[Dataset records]

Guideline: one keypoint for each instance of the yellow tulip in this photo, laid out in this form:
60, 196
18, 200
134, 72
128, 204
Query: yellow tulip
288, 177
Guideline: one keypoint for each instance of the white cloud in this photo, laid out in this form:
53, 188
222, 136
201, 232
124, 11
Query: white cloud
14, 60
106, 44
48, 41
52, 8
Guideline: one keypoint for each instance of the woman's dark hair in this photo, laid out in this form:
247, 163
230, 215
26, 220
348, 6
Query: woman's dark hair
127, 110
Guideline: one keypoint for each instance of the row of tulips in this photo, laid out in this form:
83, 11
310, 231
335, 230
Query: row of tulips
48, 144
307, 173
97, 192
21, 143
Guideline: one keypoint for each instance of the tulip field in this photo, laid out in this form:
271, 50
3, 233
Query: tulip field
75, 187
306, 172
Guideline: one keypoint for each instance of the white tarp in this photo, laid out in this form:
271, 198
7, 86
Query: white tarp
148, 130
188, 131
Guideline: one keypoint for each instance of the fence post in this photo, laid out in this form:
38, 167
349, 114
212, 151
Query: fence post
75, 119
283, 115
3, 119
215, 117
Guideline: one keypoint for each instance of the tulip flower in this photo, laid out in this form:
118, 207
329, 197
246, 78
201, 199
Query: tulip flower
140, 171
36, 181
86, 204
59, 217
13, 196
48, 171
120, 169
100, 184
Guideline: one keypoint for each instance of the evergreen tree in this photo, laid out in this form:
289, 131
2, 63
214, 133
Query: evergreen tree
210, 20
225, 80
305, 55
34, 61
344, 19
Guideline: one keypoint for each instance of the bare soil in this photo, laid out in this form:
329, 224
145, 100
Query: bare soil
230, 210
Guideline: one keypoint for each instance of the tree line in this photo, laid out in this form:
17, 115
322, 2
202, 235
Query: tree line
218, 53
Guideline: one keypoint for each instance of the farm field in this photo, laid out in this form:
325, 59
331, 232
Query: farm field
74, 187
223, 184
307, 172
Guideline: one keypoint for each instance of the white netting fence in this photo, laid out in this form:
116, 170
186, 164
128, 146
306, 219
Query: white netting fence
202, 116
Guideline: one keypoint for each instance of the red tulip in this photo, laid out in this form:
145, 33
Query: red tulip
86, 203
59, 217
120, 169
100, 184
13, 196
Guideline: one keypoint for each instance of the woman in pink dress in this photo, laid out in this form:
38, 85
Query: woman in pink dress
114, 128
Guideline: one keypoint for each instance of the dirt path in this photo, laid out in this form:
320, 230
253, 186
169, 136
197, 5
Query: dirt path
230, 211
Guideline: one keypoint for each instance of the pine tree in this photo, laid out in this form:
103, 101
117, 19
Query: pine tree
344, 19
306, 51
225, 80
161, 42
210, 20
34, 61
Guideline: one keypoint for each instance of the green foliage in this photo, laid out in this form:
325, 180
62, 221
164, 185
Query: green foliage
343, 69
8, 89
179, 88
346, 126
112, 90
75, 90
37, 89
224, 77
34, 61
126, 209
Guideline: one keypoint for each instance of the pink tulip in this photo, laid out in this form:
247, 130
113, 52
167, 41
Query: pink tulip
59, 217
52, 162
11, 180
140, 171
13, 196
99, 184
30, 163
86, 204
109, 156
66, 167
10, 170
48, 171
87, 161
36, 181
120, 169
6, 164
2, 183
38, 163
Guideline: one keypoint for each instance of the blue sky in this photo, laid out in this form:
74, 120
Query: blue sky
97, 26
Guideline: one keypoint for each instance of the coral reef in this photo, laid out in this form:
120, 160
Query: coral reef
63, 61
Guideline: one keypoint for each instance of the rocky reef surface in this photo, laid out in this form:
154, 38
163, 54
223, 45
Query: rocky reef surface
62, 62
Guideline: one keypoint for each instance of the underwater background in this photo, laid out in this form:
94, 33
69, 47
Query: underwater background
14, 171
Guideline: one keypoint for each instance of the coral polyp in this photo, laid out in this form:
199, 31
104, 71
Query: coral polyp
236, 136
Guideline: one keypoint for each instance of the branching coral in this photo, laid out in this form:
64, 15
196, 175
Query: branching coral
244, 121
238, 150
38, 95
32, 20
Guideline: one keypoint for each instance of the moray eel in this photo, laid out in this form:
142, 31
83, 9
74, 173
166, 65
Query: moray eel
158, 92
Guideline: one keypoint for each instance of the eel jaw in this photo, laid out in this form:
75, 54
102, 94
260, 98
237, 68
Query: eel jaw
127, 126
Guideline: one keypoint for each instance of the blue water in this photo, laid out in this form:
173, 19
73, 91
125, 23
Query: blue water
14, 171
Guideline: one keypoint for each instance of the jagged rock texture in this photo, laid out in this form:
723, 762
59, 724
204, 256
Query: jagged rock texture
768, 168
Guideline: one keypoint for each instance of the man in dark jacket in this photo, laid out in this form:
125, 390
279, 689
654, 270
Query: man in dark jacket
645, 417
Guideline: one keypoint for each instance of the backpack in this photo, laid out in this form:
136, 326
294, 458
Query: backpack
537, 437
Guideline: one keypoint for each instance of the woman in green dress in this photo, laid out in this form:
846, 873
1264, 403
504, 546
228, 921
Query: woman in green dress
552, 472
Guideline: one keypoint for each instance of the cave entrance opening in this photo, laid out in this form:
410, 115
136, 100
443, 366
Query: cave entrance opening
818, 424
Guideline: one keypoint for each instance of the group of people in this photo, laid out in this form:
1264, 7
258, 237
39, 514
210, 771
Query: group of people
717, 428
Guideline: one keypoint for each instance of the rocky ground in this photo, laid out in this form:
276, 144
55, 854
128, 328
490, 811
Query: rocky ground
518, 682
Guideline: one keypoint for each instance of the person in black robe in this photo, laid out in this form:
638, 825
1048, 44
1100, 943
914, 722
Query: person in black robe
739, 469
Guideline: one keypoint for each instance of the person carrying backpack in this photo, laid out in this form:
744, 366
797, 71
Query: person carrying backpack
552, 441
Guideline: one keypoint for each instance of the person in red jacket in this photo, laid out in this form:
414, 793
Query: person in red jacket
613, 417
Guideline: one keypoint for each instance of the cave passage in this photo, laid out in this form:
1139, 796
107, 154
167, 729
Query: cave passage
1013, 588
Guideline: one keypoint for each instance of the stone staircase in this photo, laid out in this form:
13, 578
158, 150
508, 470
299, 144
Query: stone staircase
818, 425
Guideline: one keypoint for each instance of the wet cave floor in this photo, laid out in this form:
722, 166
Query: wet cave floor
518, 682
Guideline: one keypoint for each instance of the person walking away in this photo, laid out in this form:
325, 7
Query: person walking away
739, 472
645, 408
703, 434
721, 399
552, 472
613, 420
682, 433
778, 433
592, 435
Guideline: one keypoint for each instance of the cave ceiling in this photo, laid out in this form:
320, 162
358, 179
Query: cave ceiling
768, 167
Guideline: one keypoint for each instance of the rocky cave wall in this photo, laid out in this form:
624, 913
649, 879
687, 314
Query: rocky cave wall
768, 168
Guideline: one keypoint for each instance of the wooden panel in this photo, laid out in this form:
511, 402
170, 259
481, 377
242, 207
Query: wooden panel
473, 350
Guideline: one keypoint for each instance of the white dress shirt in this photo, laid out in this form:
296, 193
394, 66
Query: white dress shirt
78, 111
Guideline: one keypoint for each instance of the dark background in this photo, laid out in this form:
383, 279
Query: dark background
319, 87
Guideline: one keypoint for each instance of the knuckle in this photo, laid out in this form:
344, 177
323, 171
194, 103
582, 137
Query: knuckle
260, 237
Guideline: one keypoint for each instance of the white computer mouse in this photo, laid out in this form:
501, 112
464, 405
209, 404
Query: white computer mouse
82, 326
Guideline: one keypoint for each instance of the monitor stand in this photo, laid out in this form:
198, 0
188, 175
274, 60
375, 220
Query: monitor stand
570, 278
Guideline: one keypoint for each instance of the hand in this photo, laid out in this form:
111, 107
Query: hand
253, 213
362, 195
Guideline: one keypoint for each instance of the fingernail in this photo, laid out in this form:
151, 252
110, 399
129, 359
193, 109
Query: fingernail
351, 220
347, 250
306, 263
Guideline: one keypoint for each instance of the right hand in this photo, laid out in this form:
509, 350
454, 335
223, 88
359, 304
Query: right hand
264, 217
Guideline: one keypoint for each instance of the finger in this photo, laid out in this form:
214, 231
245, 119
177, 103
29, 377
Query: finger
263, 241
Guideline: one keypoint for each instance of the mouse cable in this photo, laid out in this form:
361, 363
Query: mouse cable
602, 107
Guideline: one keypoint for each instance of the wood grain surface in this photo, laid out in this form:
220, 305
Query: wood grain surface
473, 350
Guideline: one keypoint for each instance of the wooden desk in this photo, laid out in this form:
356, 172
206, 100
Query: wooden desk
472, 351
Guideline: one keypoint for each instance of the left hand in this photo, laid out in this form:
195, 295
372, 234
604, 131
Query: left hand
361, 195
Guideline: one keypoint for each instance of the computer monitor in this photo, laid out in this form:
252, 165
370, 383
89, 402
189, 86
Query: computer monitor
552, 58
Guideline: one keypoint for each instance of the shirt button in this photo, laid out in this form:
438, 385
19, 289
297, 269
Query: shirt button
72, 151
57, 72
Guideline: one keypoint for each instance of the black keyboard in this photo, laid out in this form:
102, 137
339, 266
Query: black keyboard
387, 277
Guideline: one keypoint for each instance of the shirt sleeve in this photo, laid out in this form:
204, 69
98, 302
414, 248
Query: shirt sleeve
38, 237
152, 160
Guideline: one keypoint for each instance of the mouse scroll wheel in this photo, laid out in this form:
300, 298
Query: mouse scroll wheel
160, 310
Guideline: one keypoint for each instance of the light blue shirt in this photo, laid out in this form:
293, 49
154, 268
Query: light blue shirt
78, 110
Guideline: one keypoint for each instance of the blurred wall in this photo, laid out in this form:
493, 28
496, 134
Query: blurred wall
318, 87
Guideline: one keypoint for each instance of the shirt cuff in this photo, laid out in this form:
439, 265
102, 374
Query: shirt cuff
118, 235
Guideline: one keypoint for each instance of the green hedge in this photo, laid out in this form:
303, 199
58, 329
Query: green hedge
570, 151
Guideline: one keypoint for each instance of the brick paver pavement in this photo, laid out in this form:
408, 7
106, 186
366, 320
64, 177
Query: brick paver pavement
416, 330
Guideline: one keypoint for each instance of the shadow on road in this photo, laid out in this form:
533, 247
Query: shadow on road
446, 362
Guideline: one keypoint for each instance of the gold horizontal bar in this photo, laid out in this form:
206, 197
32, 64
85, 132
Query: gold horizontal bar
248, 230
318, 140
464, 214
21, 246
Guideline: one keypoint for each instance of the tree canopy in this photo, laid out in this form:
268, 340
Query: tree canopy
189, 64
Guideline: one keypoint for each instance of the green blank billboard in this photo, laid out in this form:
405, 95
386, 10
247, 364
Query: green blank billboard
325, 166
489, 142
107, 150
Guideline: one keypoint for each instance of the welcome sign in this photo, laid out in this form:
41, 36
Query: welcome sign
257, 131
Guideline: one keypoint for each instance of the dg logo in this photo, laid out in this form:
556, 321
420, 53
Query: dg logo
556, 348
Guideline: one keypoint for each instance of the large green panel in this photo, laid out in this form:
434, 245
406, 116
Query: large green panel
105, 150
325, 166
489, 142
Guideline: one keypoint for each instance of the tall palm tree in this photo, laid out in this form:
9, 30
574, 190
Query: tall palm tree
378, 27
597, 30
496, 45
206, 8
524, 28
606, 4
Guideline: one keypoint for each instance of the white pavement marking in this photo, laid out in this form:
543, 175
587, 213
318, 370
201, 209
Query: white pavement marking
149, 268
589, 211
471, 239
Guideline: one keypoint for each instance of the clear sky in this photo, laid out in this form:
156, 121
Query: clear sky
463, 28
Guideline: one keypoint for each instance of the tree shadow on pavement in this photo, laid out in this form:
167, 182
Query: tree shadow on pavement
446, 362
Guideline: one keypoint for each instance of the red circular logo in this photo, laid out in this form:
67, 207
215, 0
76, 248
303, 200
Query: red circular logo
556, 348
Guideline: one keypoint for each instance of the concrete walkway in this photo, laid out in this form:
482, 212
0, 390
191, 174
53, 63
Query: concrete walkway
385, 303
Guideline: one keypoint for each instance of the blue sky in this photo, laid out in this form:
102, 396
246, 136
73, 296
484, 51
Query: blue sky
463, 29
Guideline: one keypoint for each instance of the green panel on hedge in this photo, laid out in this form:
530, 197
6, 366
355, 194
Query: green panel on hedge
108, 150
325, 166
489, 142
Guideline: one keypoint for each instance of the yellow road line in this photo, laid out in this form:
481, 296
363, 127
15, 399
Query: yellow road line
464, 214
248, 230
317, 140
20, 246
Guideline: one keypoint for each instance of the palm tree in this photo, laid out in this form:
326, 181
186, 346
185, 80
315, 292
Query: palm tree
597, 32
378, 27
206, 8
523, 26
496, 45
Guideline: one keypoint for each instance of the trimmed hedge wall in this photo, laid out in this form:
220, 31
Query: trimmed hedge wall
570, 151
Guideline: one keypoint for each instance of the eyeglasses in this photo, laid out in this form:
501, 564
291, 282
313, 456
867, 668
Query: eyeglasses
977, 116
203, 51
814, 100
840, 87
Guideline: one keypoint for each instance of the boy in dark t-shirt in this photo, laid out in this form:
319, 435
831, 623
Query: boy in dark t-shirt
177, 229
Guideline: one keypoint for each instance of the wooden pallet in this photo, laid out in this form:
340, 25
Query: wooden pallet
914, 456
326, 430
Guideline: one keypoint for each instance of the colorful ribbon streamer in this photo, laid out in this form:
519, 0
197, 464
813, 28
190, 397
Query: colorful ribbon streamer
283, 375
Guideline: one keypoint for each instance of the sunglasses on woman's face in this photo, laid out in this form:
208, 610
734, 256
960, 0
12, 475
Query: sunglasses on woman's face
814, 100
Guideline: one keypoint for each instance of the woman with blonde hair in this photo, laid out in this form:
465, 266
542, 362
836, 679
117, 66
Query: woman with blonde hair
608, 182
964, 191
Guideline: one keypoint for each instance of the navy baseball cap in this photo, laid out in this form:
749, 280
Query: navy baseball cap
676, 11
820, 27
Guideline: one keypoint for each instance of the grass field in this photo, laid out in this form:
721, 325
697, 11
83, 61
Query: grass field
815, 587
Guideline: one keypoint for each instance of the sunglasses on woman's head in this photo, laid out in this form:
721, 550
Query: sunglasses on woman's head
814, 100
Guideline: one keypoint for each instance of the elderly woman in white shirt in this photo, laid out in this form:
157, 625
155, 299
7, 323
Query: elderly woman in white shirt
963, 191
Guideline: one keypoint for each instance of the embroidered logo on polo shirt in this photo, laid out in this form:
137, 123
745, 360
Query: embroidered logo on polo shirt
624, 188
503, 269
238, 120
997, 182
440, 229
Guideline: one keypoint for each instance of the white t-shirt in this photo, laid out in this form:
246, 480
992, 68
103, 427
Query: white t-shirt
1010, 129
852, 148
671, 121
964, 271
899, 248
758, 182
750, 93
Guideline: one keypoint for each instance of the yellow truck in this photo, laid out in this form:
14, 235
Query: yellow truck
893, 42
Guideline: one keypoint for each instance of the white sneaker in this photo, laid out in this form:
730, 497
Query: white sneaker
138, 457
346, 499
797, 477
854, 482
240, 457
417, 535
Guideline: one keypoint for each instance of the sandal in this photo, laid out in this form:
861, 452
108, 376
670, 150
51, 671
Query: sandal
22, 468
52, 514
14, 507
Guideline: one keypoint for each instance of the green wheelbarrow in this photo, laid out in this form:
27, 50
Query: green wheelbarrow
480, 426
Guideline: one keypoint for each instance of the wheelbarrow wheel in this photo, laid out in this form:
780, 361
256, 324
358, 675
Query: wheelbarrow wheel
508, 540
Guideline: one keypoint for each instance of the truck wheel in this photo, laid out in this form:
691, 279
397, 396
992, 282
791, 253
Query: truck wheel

§ **Required task**: Find the line containing "Guideline: one keypoint for each instance of the elderly" in the material above. Print it and every line after it through the end, exactly and only those.

§ **Result of this task**:
Guideline: one keypoint for each instance of the elderly woman in white shirt in this photo, laid out in this form:
157, 625
155, 299
7, 323
Query: elderly woman in white shirt
963, 191
Guideline: one keypoint for each instance of the embroidered logo on polo shirt in this photo, laid out in this form:
137, 123
745, 360
Query: embroidered logo on polo shirt
624, 188
503, 269
238, 120
997, 182
440, 229
Guideline: one keypoint for each instance of the white t-shirt in this photo, laid out in this form:
246, 480
992, 68
103, 427
Query: white t-shirt
1010, 129
852, 148
671, 121
964, 271
899, 248
758, 182
750, 93
Guideline: one keypoint for each instance of the yellow truck in this photo, laid out in this form:
14, 235
Query: yellow truck
893, 42
Guideline: one keypoint for each instance of the white sneaker in this photo, laid out in this form:
730, 497
Query: white sneaker
138, 457
346, 499
797, 477
854, 482
240, 457
417, 535
Guideline: one keypoint for each instance of the sandal in this photo, laid out in this form:
861, 452
108, 376
670, 150
51, 671
Query: sandal
22, 468
52, 514
14, 507
Guideline: one keypoint for each instance of the green wheelbarrow in this photo, laid out in this form:
27, 50
Query: green wheelbarrow
480, 426
Guideline: one keypoint for each instance of the wheelbarrow wheel in this photo, laid out in this form:
780, 361
256, 324
358, 675
Query: wheelbarrow wheel
508, 540
Guideline: one keypoint for each instance of the truck wheel in this photo, laid out in this form:
691, 279
397, 396
992, 282
791, 253
Query: truck wheel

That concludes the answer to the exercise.